**ACTIVITY:**
Count every line in the entries below that contains the word "sign", and give only that number.

**MATERIAL FOR THE TASK:**
◆ ◆ ◆ ◆
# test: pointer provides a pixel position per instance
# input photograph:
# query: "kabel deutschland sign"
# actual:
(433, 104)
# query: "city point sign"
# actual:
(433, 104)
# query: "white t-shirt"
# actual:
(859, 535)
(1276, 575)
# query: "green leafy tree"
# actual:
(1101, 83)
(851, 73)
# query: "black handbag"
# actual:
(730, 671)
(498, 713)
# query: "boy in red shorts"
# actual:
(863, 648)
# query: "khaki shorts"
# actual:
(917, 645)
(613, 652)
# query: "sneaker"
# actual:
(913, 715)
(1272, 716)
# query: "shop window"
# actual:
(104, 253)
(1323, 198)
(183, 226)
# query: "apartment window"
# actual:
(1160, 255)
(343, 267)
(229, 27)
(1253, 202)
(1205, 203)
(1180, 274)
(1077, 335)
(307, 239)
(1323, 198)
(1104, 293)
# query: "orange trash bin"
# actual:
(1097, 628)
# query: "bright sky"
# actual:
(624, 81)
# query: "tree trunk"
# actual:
◆ ◆ ◆ ◆
**ANSWER TO THIS PROBLEM:**
2